### WORK ORDER:
Extract every entry word for word. Skip the pictures.

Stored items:

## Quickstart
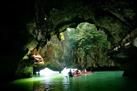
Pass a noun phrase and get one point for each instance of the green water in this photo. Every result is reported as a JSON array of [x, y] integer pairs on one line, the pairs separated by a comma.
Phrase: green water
[[97, 81]]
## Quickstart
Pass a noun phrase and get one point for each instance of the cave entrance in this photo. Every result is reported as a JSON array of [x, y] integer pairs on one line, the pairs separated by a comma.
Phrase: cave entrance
[[82, 47]]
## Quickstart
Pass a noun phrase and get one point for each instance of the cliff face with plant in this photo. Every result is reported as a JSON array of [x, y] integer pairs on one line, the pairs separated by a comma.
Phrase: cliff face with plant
[[112, 25]]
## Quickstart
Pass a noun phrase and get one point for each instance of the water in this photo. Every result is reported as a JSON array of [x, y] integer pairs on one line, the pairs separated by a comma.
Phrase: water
[[97, 81]]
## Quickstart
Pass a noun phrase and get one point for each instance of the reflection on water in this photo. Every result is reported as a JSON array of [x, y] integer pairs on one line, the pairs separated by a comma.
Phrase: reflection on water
[[98, 81]]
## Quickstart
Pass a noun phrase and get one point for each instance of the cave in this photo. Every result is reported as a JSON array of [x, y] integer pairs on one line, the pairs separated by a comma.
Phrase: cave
[[36, 33]]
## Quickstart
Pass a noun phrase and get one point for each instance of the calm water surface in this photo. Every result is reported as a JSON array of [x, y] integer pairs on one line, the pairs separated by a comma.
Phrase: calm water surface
[[97, 81]]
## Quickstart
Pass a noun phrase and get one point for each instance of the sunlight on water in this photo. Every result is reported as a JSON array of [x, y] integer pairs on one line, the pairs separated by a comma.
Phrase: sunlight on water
[[97, 81]]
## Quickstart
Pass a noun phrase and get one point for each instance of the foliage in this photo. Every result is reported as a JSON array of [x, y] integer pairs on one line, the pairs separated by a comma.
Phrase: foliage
[[90, 45]]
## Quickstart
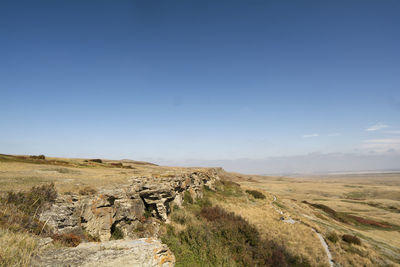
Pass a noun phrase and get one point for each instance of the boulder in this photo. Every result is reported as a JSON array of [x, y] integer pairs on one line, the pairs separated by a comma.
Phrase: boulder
[[144, 252]]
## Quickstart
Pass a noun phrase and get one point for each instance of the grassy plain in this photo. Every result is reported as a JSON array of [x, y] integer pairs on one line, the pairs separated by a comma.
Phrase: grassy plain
[[372, 199], [364, 205]]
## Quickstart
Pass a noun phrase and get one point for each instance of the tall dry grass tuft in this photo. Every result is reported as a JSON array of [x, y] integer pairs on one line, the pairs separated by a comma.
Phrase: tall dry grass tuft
[[16, 249]]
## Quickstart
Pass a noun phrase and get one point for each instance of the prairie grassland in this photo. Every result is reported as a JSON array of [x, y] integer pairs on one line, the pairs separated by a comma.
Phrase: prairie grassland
[[373, 199], [71, 175], [16, 249]]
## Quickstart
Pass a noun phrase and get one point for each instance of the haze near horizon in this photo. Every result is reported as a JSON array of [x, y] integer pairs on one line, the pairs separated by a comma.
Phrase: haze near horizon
[[251, 86]]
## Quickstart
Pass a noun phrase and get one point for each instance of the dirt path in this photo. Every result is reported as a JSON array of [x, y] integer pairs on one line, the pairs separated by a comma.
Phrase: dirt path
[[321, 238]]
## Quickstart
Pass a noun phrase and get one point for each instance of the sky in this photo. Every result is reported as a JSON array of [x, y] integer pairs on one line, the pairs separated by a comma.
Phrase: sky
[[313, 85]]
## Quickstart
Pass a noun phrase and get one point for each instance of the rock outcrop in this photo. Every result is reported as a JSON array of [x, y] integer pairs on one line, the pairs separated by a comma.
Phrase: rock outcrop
[[144, 252], [123, 208]]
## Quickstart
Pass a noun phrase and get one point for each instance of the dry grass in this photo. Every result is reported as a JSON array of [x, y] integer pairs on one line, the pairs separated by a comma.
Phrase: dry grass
[[73, 175], [372, 212], [16, 249]]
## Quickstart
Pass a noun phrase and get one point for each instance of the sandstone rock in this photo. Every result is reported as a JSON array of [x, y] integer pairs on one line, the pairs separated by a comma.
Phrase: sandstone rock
[[140, 252], [124, 206]]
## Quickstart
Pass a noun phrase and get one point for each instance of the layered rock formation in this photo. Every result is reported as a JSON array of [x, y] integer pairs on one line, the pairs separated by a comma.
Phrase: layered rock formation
[[139, 252], [124, 207]]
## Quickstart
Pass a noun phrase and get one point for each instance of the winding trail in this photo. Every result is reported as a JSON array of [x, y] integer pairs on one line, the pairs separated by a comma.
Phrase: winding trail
[[321, 238]]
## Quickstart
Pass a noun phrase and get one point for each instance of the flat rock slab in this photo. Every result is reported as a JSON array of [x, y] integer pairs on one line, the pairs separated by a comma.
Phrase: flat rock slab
[[141, 252]]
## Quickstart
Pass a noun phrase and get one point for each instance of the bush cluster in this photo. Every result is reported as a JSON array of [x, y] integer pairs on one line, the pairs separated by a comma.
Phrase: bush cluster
[[214, 237]]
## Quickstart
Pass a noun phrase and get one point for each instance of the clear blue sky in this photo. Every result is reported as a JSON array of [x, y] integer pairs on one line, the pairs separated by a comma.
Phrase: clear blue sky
[[199, 80]]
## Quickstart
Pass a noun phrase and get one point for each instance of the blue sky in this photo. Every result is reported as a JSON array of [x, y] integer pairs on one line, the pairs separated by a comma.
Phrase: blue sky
[[172, 81]]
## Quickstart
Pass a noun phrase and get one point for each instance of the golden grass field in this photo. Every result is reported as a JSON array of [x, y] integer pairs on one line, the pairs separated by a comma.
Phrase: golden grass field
[[375, 197], [371, 196]]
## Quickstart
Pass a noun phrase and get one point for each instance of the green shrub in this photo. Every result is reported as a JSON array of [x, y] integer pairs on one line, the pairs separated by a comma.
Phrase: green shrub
[[256, 194], [214, 237], [333, 237], [352, 239]]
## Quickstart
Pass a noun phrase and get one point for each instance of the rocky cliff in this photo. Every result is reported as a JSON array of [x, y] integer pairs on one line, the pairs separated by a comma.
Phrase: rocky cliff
[[125, 207]]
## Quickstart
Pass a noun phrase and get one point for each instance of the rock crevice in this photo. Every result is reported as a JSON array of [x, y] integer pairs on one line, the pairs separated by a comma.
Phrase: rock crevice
[[124, 207]]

### SOLUTION TO THIS TASK:
## Quickstart
Pass a noun phrase and get one point for each instance of the green water in this photo. Every result is reported as a JSON array of [x, y] integer pairs on one line, the pairs separated by a comma.
Phrase: green water
[[97, 81]]
## Quickstart
Pass a noun phrase and get one point for each instance of the cave entrance in this photo. Every result is reported as a JSON array of [x, y] integer pairs on one line, the pairs separated by a comma.
Phrase: cave entrance
[[82, 47]]
## Quickstart
Pass a noun phrase and get one point for each instance of the cliff face with plant in this photo. Every result is reported as a JSON array of [x, y] integer pairs on one line, the pairs separated by a comma.
Phrase: cliff face with plant
[[112, 25]]
## Quickstart
Pass a noun phrase and get one point for each instance of the water in this photo. Every result is reported as a JSON array of [x, y] integer pairs on one line, the pairs separated by a comma.
Phrase: water
[[97, 81]]
## Quickstart
Pass a noun phrase and get one point for each instance of the reflection on water in this photo. Every result is reported as a JSON array of [x, y] integer pairs on one line, the pairs separated by a comma.
Phrase: reflection on water
[[98, 81]]
## Quickstart
Pass a noun phrase and get one point for each instance of the cave in this photo. Every result is reported as a JSON array of [x, y] integer pairs on one line, the pairs separated by a comma.
Phrase: cave
[[36, 33]]
## Quickstart
Pass a noun phrase and get one point for each instance of the calm water surface in this photo. Every result is reported as a JSON array of [x, y] integer pairs on one line, the pairs separated by a comma.
Phrase: calm water surface
[[97, 81]]
## Quickstart
Pass a noun phrase and get one point for each instance of the sunlight on water in this photo. Every result is reported as a JSON array of [x, y] integer pairs on one line, the pairs separated by a comma.
Phrase: sunlight on water
[[97, 81]]
## Quickstart
Pass a noun phrase and get one point for each instance of the foliage in this photo. Every result is reported as a JSON array of [x, y] integer pairs on one line, the pairs separated by a comma.
Phrase: foliage
[[90, 45]]
## Quickstart
Pass a noun phrase and get one point for each instance of the boulder in this photo. Every result is reported as a JSON array of [x, y] integer pairs on one line, the pairs separated by a comma.
Phrase: boulder
[[144, 252]]
## Quickstart
Pass a noun phrase and get one point for each instance of the grassy plain in this photo. Every result is reported as a JSON array of [x, y] integer pairs on one line, the pairs separated by a comma.
Phrase: grassy plain
[[372, 199], [364, 205]]
## Quickstart
Pass a noun phrase and get one point for each instance of the tall dry grass tuft in this photo. Every result is reported as a JSON array of [x, y] integer pairs on one line, the pairs separated by a comma.
Phrase: tall dry grass tuft
[[16, 249]]
## Quickstart
Pass a noun phrase and get one point for each instance of the prairie grassland in this photo. Every result is reported as a JSON array of [x, y] integer pairs on one line, the pairs separated by a comma.
Phrase: prairie grassland
[[373, 199], [71, 175], [16, 249]]
## Quickstart
Pass a noun phrase and get one point for each instance of the haze near horizon in this photo. Every result is reported as a JSON array of [x, y] integer pairs on one line, the pairs separated by a comma.
Phrase: haze near horizon
[[251, 86]]
## Quickstart
Pass a noun phrase and get one point for each instance of the dirt path in this photo. Every result is reported as a JSON array of [x, y] integer pairs on one line, the pairs separated by a comma.
Phrase: dirt path
[[321, 238]]
## Quickstart
Pass a noun phrase and get one point for each instance of the sky in this photo. Every result is reported as a JSON array of [x, y] integer pairs on one line, the pairs separated by a comma.
Phrase: sky
[[313, 85]]
## Quickstart
Pass a noun phrase and get one point for each instance of the rock outcrop in this photo. Every result is reported as a JSON array of [x, y] integer pairs on one line, the pairs separated by a comma.
Phrase: rock outcrop
[[144, 252], [123, 208]]
## Quickstart
Pass a noun phrase and get one point for each instance of the dry grass in this photo. Every result is reported as a JSON array of [x, y] integer pairs on one line, the pairs separated by a comma.
Phrase: dry grass
[[73, 175], [372, 212], [16, 249]]
## Quickstart
Pass a noun phrase and get one point for each instance of the sandstone rock in this photo. Every result is reported as a JSON array of [x, y] integer pairs on one line, the pairs separated by a comma.
Phrase: sandstone rock
[[140, 252], [124, 206]]
## Quickstart
Pass a noun phrase and get one point for each instance of the layered rock formation in this photo. Every result is reported as a JSON array of [x, y] integer pairs on one line, the pairs separated by a comma.
Phrase: layered rock formation
[[139, 252], [124, 207]]
## Quickstart
Pass a noun phrase and get one point for each instance of the winding trail in this photo. Every result is reported as a JSON array of [x, y] integer pairs on one line, the pairs separated by a comma.
Phrase: winding trail
[[321, 238]]
## Quickstart
Pass a noun phrase and get one point for each instance of the flat rock slab in this photo. Every result is reported as a JSON array of [x, y] integer pairs on one line, the pairs separated by a comma.
Phrase: flat rock slab
[[141, 252]]
## Quickstart
Pass a noun phrase and get one point for each instance of the bush cluster in this photo. Every result is reported as a JSON array of [x, y] integer pairs on one line, the pairs separated by a comma.
Phrase: bush cluster
[[214, 237]]
## Quickstart
Pass a noun phrase and get one point for each instance of the clear blue sky in this photo. Every result is reported as a JSON array of [x, y] integer pairs on one line, the pairs separated by a comma.
Phrase: clear blue sky
[[199, 80]]
## Quickstart
Pass a noun phrase and get one point for each instance of the blue sky in this photo. Every result is reported as a JSON array of [x, y] integer pairs on one line, the pairs separated by a comma.
Phrase: blue sky
[[172, 81]]
## Quickstart
Pass a noun phrase and get one point for each instance of the golden grass field in this photo. Every result is reported as a JSON array of [x, y] integer pairs on one line, the pairs separated by a comma.
Phrase: golden grass field
[[375, 197], [371, 196]]
## Quickstart
Pass a noun phrase and get one point for each instance of the green shrub in this photo. Every result is reported as a JSON array of [x, y] integer pairs on one line, the pairs separated by a comma.
Phrase: green shrub
[[256, 194], [214, 237], [333, 237], [352, 239]]
## Quickstart
Pass a noun phrase and get one point for each instance of the rocky cliff in this photo. Every result is reported as a JSON array of [x, y] integer pairs on one line, the pairs separated by a comma.
Phrase: rocky cliff
[[125, 207]]
## Quickstart
Pass a noun phrase and get one point for each instance of the rock crevice in this photo. Every result is reported as a JSON array of [x, y] integer pairs on one line, the pairs separated by a comma.
Phrase: rock crevice
[[124, 207]]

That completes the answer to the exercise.